** Text shown follows **

General characteristics
- Class & type: Orlando-class armoured cruiser
- Displacement: 5,600 long tons (5,700 t)
- Length: 300 ft (91 m) p/p
- Beam: 56 ft (17 m)
- Draught: 22.5 ft (6.9 m)
- Installed power: 5,500 hp (4,100 kW); 8,500 hp (6,300 kW) forced-draught;
- Propulsion: 3-cylinder triple-extension steam engines; two shafts; 4 double-ended boilers;
- Speed: 17 knots (31 km/h) natural draught; 18 knots (33 km/h) forced draught;
- Range: 10,000 nautical miles (19,000 km) at 10 knots (19 km/h)
- Complement: 484
- Armament: 2 × BL 9.2-inch (233.7 mm) Mk V or VI guns (2 x 1); 10 × BL 6-inch (152.4 mm) guns (10 x 1); 6 × QF 6-pounder (57 mm) guns (6 × 1); 10 × QF 3-pounder (47 mm) Hotchkiss guns (10 × 1); 6 × 18-inch (450-mm) torpedo tubes (4 above water broadside, 1 bow and 1 stern submerged);
- Armour: Belt: 10 in (250 mm); Conning tower: 12 in (300 mm);

= HMS Orlando (1886) =

Cruiser of the Royal Navy

HMS Orlando was the lead ship of the of first-class cruisers built in the yards of Palmers Shipbuilding and Iron Company, Jarrow and launched on 3 August 1886.

** End of Text shown **
** Record set follows **

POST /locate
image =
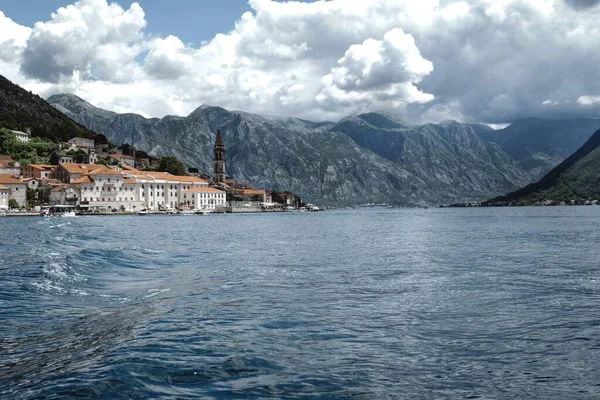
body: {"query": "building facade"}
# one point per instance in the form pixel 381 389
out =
pixel 82 142
pixel 38 171
pixel 205 198
pixel 219 160
pixel 23 136
pixel 18 189
pixel 101 187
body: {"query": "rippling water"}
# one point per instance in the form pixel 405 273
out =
pixel 439 303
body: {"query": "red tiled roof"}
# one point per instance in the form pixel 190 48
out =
pixel 9 179
pixel 203 190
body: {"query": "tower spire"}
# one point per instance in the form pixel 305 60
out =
pixel 219 166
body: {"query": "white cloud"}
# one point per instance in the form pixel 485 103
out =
pixel 477 60
pixel 91 37
pixel 377 71
pixel 588 100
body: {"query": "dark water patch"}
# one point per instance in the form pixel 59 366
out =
pixel 413 304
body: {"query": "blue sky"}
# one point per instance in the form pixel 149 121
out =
pixel 193 21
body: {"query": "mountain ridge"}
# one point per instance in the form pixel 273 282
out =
pixel 576 178
pixel 318 160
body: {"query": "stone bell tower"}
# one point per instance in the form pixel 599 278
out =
pixel 219 171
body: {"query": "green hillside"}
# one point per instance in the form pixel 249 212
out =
pixel 576 178
pixel 20 109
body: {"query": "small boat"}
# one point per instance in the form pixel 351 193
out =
pixel 186 212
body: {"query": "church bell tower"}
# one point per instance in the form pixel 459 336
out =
pixel 219 171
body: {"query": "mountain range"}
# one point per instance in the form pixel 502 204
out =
pixel 373 157
pixel 541 144
pixel 20 109
pixel 576 178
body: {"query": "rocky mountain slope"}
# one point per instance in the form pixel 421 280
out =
pixel 20 109
pixel 373 157
pixel 541 144
pixel 576 178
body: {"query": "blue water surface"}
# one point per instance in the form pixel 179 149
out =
pixel 400 303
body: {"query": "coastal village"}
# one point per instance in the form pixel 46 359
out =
pixel 112 181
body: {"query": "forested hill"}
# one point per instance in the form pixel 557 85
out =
pixel 20 109
pixel 576 178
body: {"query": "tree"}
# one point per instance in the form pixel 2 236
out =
pixel 172 165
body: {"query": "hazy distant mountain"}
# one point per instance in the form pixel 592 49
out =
pixel 372 157
pixel 541 144
pixel 576 178
pixel 20 109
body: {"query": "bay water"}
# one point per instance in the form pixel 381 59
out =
pixel 378 303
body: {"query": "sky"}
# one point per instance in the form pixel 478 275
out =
pixel 488 61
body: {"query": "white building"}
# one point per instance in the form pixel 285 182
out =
pixel 101 187
pixel 23 136
pixel 204 198
pixel 82 142
pixel 4 197
pixel 17 189
pixel 109 189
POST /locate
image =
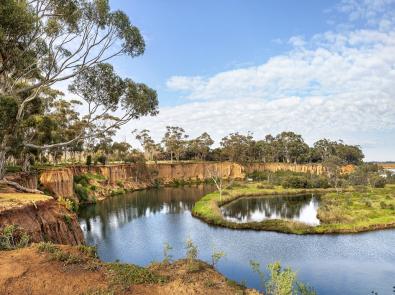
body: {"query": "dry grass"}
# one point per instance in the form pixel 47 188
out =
pixel 10 200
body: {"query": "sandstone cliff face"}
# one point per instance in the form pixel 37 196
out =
pixel 273 167
pixel 197 171
pixel 45 221
pixel 28 180
pixel 116 172
pixel 59 182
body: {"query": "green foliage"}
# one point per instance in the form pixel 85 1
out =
pixel 289 179
pixel 89 160
pixel 256 267
pixel 125 275
pixel 102 159
pixel 13 237
pixel 47 247
pixel 280 281
pixel 166 252
pixel 70 204
pixel 67 219
pixel 89 251
pixel 82 192
pixel 216 256
pixel 191 250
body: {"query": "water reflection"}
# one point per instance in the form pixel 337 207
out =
pixel 134 227
pixel 301 208
pixel 116 211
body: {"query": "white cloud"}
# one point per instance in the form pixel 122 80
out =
pixel 332 85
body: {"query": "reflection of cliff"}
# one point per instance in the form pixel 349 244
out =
pixel 246 209
pixel 120 210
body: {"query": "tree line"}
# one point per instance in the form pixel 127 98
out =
pixel 43 43
pixel 285 147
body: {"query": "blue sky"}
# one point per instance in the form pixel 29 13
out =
pixel 319 68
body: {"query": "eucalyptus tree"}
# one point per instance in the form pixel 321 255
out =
pixel 200 146
pixel 174 141
pixel 292 146
pixel 236 147
pixel 45 42
pixel 151 149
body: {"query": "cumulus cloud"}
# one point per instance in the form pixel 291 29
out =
pixel 332 84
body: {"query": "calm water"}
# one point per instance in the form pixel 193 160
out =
pixel 301 208
pixel 133 228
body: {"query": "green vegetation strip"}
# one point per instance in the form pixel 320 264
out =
pixel 356 210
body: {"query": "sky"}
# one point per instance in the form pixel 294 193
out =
pixel 323 69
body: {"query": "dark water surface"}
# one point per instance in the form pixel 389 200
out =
pixel 302 208
pixel 133 228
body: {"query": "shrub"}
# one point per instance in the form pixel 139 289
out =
pixel 166 252
pixel 102 159
pixel 191 250
pixel 380 182
pixel 125 275
pixel 367 202
pixel 82 192
pixel 295 182
pixel 13 237
pixel 47 247
pixel 90 251
pixel 216 256
pixel 67 219
pixel 89 160
pixel 69 204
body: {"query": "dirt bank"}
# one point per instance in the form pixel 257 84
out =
pixel 43 219
pixel 59 182
pixel 29 271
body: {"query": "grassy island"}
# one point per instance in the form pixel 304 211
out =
pixel 351 211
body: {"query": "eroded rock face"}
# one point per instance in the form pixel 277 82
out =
pixel 45 221
pixel 59 182
pixel 197 171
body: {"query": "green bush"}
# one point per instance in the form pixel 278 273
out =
pixel 102 159
pixel 89 160
pixel 289 179
pixel 82 192
pixel 380 182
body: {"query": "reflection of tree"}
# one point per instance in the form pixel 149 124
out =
pixel 284 207
pixel 119 210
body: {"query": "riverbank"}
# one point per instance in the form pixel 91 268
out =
pixel 345 212
pixel 41 217
pixel 76 270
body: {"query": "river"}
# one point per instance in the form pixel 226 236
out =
pixel 134 227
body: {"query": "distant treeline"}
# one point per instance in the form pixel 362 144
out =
pixel 287 147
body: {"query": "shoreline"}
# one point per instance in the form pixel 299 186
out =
pixel 208 210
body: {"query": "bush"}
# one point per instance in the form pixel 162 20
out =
pixel 380 182
pixel 191 250
pixel 89 160
pixel 69 204
pixel 102 159
pixel 13 237
pixel 295 182
pixel 82 192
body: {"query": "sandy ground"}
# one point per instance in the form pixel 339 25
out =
pixel 27 271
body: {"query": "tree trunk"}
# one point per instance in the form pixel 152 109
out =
pixel 2 163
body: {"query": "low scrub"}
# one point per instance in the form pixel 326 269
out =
pixel 289 179
pixel 125 275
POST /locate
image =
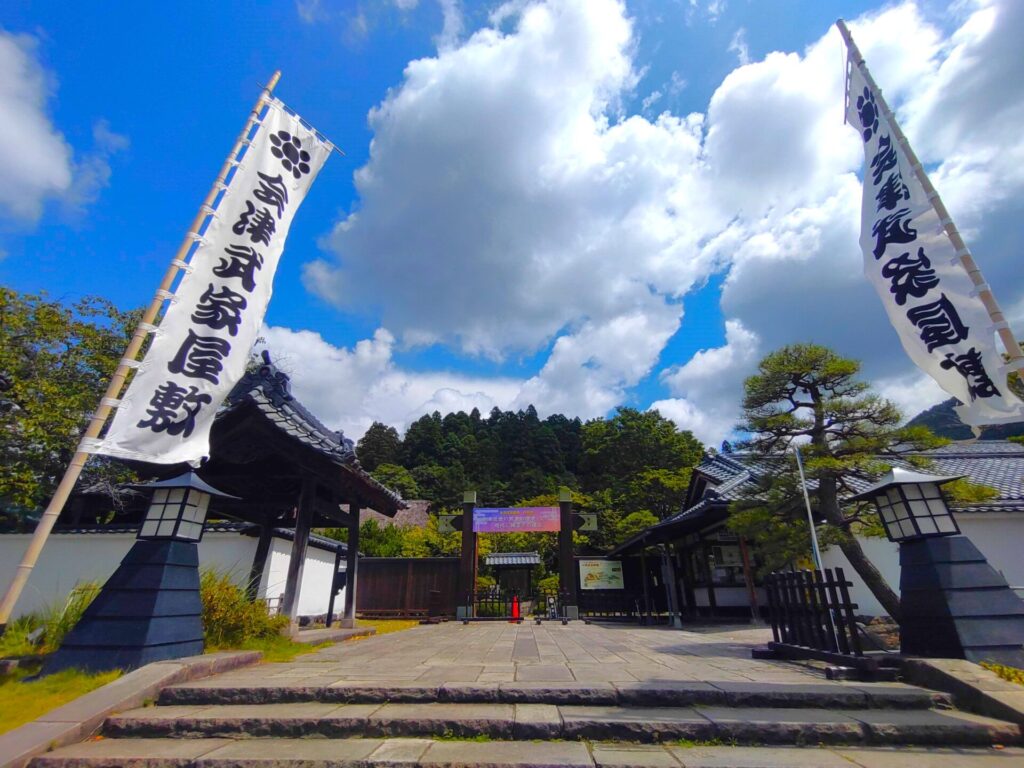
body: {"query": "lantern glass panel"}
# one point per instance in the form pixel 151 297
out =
pixel 920 509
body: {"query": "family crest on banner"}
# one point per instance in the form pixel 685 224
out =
pixel 918 263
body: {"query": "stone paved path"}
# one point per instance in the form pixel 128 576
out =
pixel 551 652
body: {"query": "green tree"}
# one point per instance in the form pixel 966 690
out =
pixel 616 451
pixel 807 392
pixel 54 365
pixel 398 478
pixel 380 444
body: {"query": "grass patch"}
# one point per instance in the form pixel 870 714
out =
pixel 1010 674
pixel 386 626
pixel 24 701
pixel 278 648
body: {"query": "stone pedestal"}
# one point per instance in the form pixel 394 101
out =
pixel 148 610
pixel 955 605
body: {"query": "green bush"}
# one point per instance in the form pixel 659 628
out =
pixel 58 621
pixel 1011 674
pixel 229 617
pixel 23 636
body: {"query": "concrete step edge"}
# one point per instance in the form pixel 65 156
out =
pixel 785 726
pixel 706 694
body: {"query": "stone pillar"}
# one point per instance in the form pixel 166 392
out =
pixel 303 521
pixel 467 566
pixel 566 562
pixel 351 566
pixel 259 560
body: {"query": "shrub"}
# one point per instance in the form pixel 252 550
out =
pixel 58 621
pixel 229 617
pixel 1012 674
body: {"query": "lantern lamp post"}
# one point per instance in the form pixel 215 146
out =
pixel 953 603
pixel 150 609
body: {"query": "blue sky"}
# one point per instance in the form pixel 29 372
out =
pixel 145 103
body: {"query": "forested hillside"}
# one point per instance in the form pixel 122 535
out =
pixel 632 469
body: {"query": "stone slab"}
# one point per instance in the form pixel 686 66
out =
pixel 633 756
pixel 132 752
pixel 78 719
pixel 568 692
pixel 783 725
pixel 537 721
pixel 494 720
pixel 269 752
pixel 902 757
pixel 669 693
pixel 500 755
pixel 635 724
pixel 931 727
pixel 759 757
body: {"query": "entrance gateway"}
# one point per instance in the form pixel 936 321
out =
pixel 560 519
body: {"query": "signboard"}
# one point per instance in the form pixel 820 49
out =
pixel 448 523
pixel 585 521
pixel 515 519
pixel 601 574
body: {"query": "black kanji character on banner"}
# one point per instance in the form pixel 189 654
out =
pixel 910 276
pixel 257 221
pixel 884 160
pixel 971 368
pixel 939 324
pixel 243 262
pixel 892 193
pixel 272 192
pixel 220 310
pixel 173 409
pixel 201 357
pixel 893 228
pixel 867 111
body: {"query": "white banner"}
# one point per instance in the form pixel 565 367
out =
pixel 202 346
pixel 908 257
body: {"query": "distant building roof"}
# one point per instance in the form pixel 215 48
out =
pixel 245 528
pixel 415 515
pixel 998 464
pixel 513 558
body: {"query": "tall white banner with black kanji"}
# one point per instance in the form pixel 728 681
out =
pixel 202 346
pixel 929 296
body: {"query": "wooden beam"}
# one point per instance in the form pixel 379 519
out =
pixel 259 561
pixel 293 585
pixel 351 565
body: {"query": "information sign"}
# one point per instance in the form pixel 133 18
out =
pixel 515 519
pixel 599 573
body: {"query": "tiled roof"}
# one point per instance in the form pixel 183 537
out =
pixel 221 526
pixel 998 464
pixel 269 390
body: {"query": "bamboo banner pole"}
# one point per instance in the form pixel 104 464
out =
pixel 128 361
pixel 1010 342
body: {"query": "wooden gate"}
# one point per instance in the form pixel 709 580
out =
pixel 407 587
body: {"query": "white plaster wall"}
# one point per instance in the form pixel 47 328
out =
pixel 70 558
pixel 66 560
pixel 998 537
pixel 317 576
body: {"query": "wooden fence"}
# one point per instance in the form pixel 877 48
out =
pixel 812 609
pixel 407 587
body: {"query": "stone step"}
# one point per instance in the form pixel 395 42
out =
pixel 222 690
pixel 528 721
pixel 377 753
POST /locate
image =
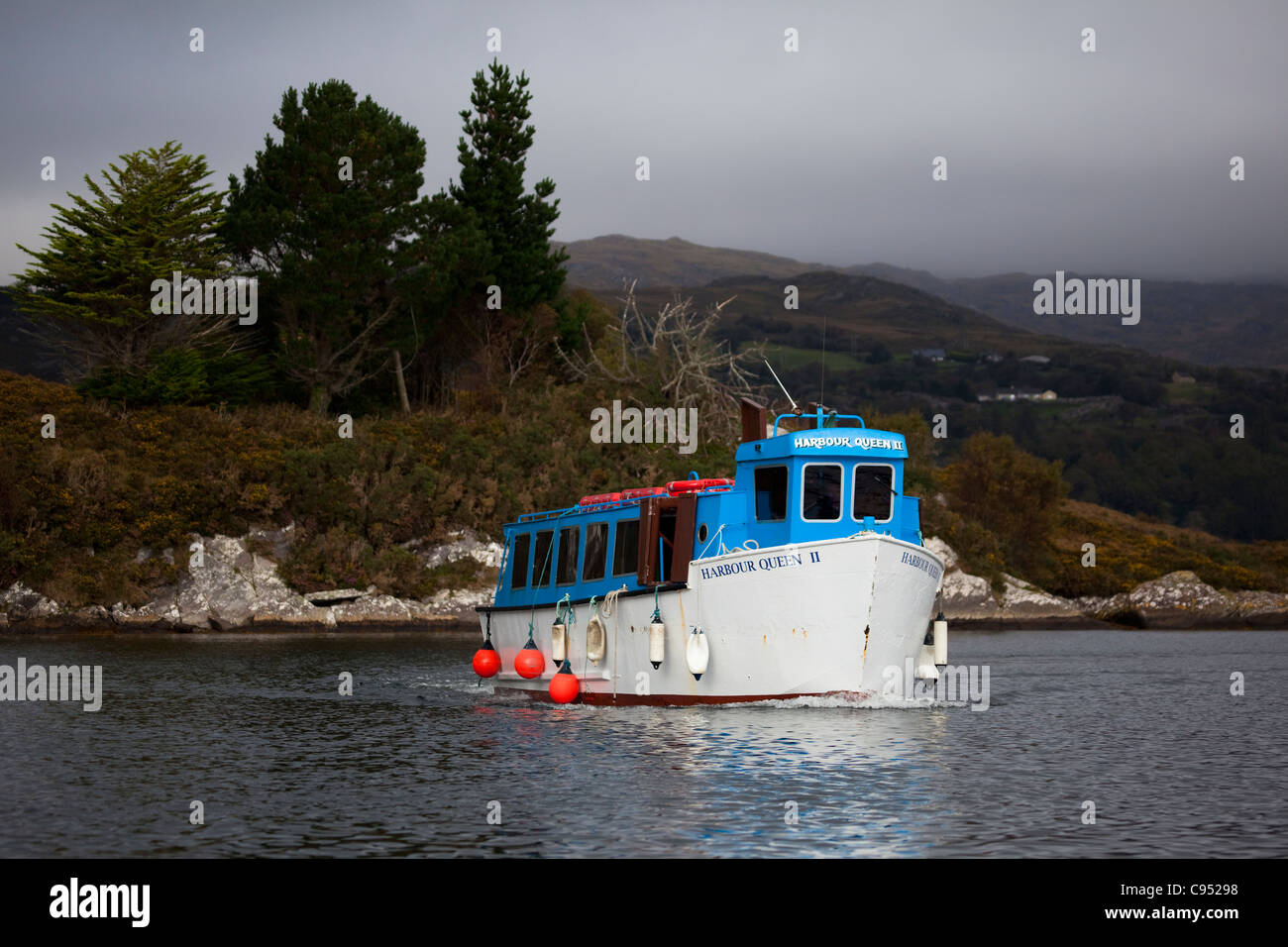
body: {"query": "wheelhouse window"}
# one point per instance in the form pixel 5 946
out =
pixel 874 491
pixel 771 493
pixel 570 544
pixel 626 548
pixel 596 552
pixel 541 560
pixel 820 492
pixel 519 561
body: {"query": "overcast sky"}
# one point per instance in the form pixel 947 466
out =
pixel 1112 162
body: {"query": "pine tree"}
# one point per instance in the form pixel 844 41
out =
pixel 89 290
pixel 327 217
pixel 518 226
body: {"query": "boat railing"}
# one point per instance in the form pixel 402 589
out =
pixel 819 419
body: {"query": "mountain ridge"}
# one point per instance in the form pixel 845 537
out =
pixel 1214 324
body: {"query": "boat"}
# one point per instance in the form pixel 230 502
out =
pixel 803 575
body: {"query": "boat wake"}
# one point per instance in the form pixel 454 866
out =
pixel 861 699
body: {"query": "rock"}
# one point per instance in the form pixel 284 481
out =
pixel 1180 599
pixel 1261 608
pixel 970 598
pixel 1024 600
pixel 460 545
pixel 25 604
pixel 335 595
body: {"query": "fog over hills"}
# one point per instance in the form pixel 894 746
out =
pixel 1201 322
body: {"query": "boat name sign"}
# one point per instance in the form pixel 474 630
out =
pixel 764 564
pixel 888 444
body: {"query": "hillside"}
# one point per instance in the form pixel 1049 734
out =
pixel 601 263
pixel 1129 434
pixel 1205 324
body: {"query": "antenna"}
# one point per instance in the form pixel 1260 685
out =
pixel 781 385
pixel 822 364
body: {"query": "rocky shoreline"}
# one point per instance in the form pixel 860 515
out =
pixel 237 589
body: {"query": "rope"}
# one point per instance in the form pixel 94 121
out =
pixel 608 612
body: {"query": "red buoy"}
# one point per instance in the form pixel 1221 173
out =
pixel 529 661
pixel 565 685
pixel 485 660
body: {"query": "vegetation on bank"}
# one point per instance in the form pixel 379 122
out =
pixel 441 330
pixel 76 509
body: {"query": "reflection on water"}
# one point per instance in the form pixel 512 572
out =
pixel 256 728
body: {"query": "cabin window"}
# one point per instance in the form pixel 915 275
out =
pixel 596 551
pixel 541 560
pixel 626 548
pixel 570 544
pixel 874 491
pixel 771 493
pixel 519 562
pixel 820 492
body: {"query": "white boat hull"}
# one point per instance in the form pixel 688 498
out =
pixel 811 618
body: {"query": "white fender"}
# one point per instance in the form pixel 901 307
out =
pixel 940 639
pixel 696 654
pixel 656 643
pixel 596 642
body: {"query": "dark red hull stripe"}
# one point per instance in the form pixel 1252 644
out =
pixel 629 699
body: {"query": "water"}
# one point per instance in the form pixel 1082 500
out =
pixel 1140 723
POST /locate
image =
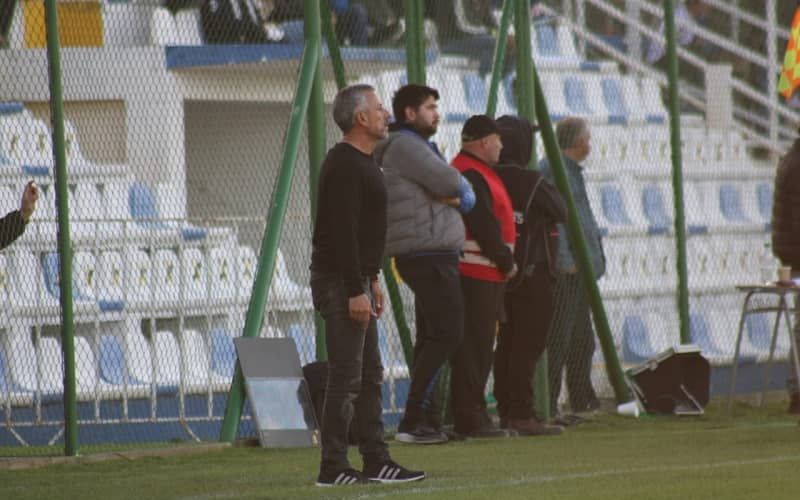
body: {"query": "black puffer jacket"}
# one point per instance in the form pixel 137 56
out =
pixel 538 206
pixel 786 209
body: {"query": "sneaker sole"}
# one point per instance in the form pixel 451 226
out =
pixel 411 439
pixel 393 481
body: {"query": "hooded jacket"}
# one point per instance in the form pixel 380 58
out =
pixel 786 209
pixel 417 178
pixel 538 206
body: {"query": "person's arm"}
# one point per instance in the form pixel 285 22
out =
pixel 548 200
pixel 419 164
pixel 483 225
pixel 345 192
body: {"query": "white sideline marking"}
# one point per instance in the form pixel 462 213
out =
pixel 582 475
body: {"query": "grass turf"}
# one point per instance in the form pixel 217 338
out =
pixel 755 455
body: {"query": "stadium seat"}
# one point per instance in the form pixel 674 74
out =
pixel 163 28
pixel 187 25
pixel 654 209
pixel 222 274
pixel 223 354
pixel 195 362
pixel 195 277
pixel 305 341
pixel 166 279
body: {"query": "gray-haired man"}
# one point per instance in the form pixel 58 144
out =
pixel 348 244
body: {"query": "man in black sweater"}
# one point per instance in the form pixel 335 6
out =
pixel 522 338
pixel 13 224
pixel 348 244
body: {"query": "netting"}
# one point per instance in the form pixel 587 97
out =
pixel 176 114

** End of Record set **

Set of tasks ::
- a) In the HMS Orlando text, print everything from "- Installed power: 5,500" to "3 August 1886.".
- b) According to the HMS Orlando text, on what date was the ship launched?

Expected outputs ::
- a)
- Installed power: 5,500 hp (4,100 kW); 8,500 hp (6,300 kW) forced-draught;
- Propulsion: 3-cylinder triple-extension steam engines; two shafts; 4 double-ended boilers;
- Speed: 17 knots (31 km/h) natural draught; 18 knots (33 km/h) forced draught;
- Range: 10,000 nautical miles (19,000 km) at 10 knots (19 km/h)
- Complement: 484
- Armament: 2 × BL 9.2-inch (233.7 mm) Mk V or VI guns (2 x 1); 10 × BL 6-inch (152.4 mm) guns (10 x 1); 6 × QF 6-pounder (57 mm) guns (6 × 1); 10 × QF 3-pounder (47 mm) Hotchkiss guns (10 × 1); 6 × 18-inch (450-mm) torpedo tubes (4 above water broadside, 1 bow and 1 stern submerged);
- Armour: Belt: 10 in (250 mm); Conning tower: 12 in (300 mm);

= HMS Orlando (1886) =

Cruiser of the Royal Navy

HMS Orlando was the lead ship of the of first-class cruisers built in the yards of Palmers Shipbuilding and Iron Company, Jarrow and launched on 3 August 1886.

- b) 3 August 1886